Task details » Lay out every line of the listing below as a JSON list of strings, one string per line, leaving out blank lines and the pictures.

··· Data to use

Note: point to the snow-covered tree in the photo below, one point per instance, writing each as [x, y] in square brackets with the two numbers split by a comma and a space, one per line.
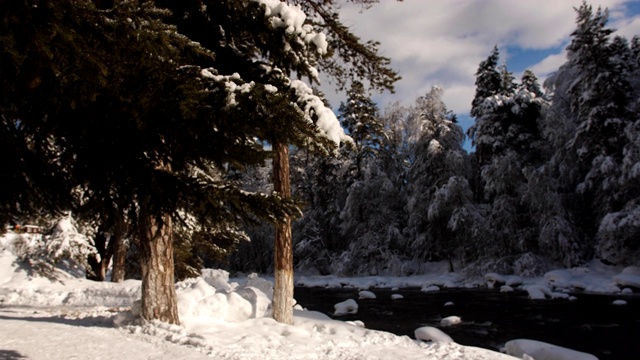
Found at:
[588, 124]
[359, 117]
[165, 89]
[437, 177]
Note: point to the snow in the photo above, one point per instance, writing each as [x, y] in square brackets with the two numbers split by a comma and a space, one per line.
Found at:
[349, 306]
[450, 320]
[543, 351]
[429, 333]
[365, 294]
[64, 315]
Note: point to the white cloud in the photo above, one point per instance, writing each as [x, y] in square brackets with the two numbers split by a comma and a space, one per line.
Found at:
[441, 42]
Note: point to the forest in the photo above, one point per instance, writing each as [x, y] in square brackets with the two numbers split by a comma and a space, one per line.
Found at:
[170, 132]
[553, 179]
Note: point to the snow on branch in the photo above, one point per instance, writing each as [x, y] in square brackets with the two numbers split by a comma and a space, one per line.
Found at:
[313, 107]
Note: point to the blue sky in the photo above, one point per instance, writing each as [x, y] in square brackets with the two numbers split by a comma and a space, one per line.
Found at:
[441, 42]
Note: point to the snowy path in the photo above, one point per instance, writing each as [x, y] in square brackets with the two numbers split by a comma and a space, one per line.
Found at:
[27, 333]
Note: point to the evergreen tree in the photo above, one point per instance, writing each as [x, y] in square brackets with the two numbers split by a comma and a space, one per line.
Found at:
[587, 123]
[360, 119]
[437, 178]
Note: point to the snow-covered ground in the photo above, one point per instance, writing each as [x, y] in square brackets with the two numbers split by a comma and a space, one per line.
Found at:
[66, 316]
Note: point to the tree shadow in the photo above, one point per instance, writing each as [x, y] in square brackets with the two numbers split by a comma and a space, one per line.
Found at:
[10, 355]
[95, 321]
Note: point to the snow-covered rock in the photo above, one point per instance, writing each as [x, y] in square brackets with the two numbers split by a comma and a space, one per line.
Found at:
[346, 307]
[543, 351]
[450, 320]
[429, 333]
[430, 288]
[365, 294]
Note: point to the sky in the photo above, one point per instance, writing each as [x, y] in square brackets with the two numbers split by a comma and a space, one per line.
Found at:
[442, 42]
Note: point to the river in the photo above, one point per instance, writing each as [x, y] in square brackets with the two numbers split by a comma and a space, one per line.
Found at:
[590, 324]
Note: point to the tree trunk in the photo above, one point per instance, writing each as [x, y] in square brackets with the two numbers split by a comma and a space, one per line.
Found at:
[159, 301]
[283, 290]
[118, 250]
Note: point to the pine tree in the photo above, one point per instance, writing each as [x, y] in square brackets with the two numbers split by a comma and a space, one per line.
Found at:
[360, 119]
[437, 178]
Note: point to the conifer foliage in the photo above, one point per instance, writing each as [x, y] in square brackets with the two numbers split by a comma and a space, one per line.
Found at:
[165, 96]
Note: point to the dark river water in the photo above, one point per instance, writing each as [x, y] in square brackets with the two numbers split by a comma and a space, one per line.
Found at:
[590, 324]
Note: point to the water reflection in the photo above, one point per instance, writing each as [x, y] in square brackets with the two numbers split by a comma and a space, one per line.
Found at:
[490, 318]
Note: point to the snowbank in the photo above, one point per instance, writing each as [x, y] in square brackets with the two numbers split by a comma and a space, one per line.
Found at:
[543, 351]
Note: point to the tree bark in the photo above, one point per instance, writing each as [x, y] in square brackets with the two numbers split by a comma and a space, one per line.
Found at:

······

Result for this exercise »
[
  "Note: point to the snow-covered tree in the photo below, one point per instance, writing each as [x, y] in square brackets with the two numbers split by a comma and a space, one per line.",
  "Found at:",
  "[588, 124]",
  "[359, 117]",
  "[165, 89]",
  "[437, 177]",
  "Note: point to the snow in the photo above, one point per instance, writing each as [x, y] in square brackets with the two numbers split by a comma and a space, one per line.",
  "Found at:",
  "[349, 306]",
  "[450, 320]",
  "[543, 351]",
  "[429, 333]",
  "[365, 294]",
  "[64, 315]",
  "Note: point to the white cloud in the photo above, one point per instance, writing each as [x, y] in square brackets with the two numbers split by a comma and a space, one per line.",
  "Found at:",
  "[441, 42]",
  "Note: point to the forest in the photo above, one point per instance, writing each as [x, y] in square brackets with the two numbers split by a comma and a space, one per line.",
  "Found at:",
  "[170, 132]",
  "[553, 179]",
  "Note: point to the snow on branch in the photo above, one point per instance, writing each as [x, y] in square brackets with the two numbers split by a comma and a space, one per line.",
  "Found at:",
  "[313, 107]",
  "Note: point to the blue sky in the photo above, one point per instance, writing each as [x, y] in square brackets with the two numbers split by a comma and a space, one per line.",
  "Found at:",
  "[441, 42]",
  "Note: point to the snowy path in the photo above, one point per instance, writing each as [x, y] in square brackets with the two numbers split by a comma and a space, one per line.",
  "Found at:",
  "[27, 333]",
  "Note: point to the evergreen tree in the photo above, one point per instance, writing each as [x, y] in square brackets with the two numbers split by a comma and a space, one per line.",
  "Found at:",
  "[587, 123]",
  "[360, 119]",
  "[437, 178]",
  "Note: point to the snow-covered ground in the photo above, one point per instance, writing each as [x, y] in square brackets with the two numbers split by a comma and a space, one per line.",
  "Found at:",
  "[66, 316]",
  "Note: point to the tree shadow in the photo above, one point per instance, writing each as [x, y] in square brackets with the two numbers split by a comma and a space, one per line.",
  "Found at:",
  "[10, 355]",
  "[95, 321]",
  "Note: point to the snow-covered rock in the photo above, one point per instance, writing each as [x, y] in square brackets with the two numbers split by a comma and a space, one per line.",
  "Found at:",
  "[346, 307]",
  "[543, 351]",
  "[450, 320]",
  "[429, 333]",
  "[430, 288]",
  "[365, 294]",
  "Note: point to the sky in the photo above, one point per instance, writing each as [x, y] in square brackets with the two numbers split by a comma and a space, one per line.",
  "Found at:",
  "[442, 42]",
  "Note: point to the river in the photo above, one point per instance, writing each as [x, y] in square brackets with the two numbers split by a comma and a space, one per line.",
  "Found at:",
  "[590, 324]",
  "Note: point to the tree trunk in the photo above, one point per instance, writing each as [x, y] in square brackets with the two numbers split by a comma and a space, one per line.",
  "Found at:",
  "[159, 301]",
  "[283, 290]",
  "[118, 250]",
  "Note: point to the pine tree in the photo above, one point per instance, writing each as [x, y] in square brackets with the two numbers split by a comma and a space, one per line.",
  "Found at:",
  "[360, 119]",
  "[437, 178]",
  "Note: point to the conifer foliage in the photo above, one point per instance, writing each as [x, y] in square brackets with the two numbers split by a comma and a space, one per line.",
  "Found at:",
  "[165, 96]",
  "Note: point to the dark river water in the photo above, one point per instance, writing each as [x, y] in square brackets with the two numbers split by a comma and a space, one per line.",
  "Found at:",
  "[590, 324]",
  "Note: point to the water reflection in the photo above, one point per instance, writing each as [x, y] in square brackets with the two numbers split by a comma and a space, one per line.",
  "Found at:",
  "[490, 318]",
  "Note: point to the snowbank in the photo above, one point per instance, writing each as [x, y] in square brackets with the two numbers split by a comma and a space, one per line.",
  "Found at:",
  "[543, 351]",
  "Note: point to the tree bark in the photo above, one point per instance, writing each as [x, y] in square brackets with the two numbers split by a comma and a space, one per line.",
  "Found at:"
]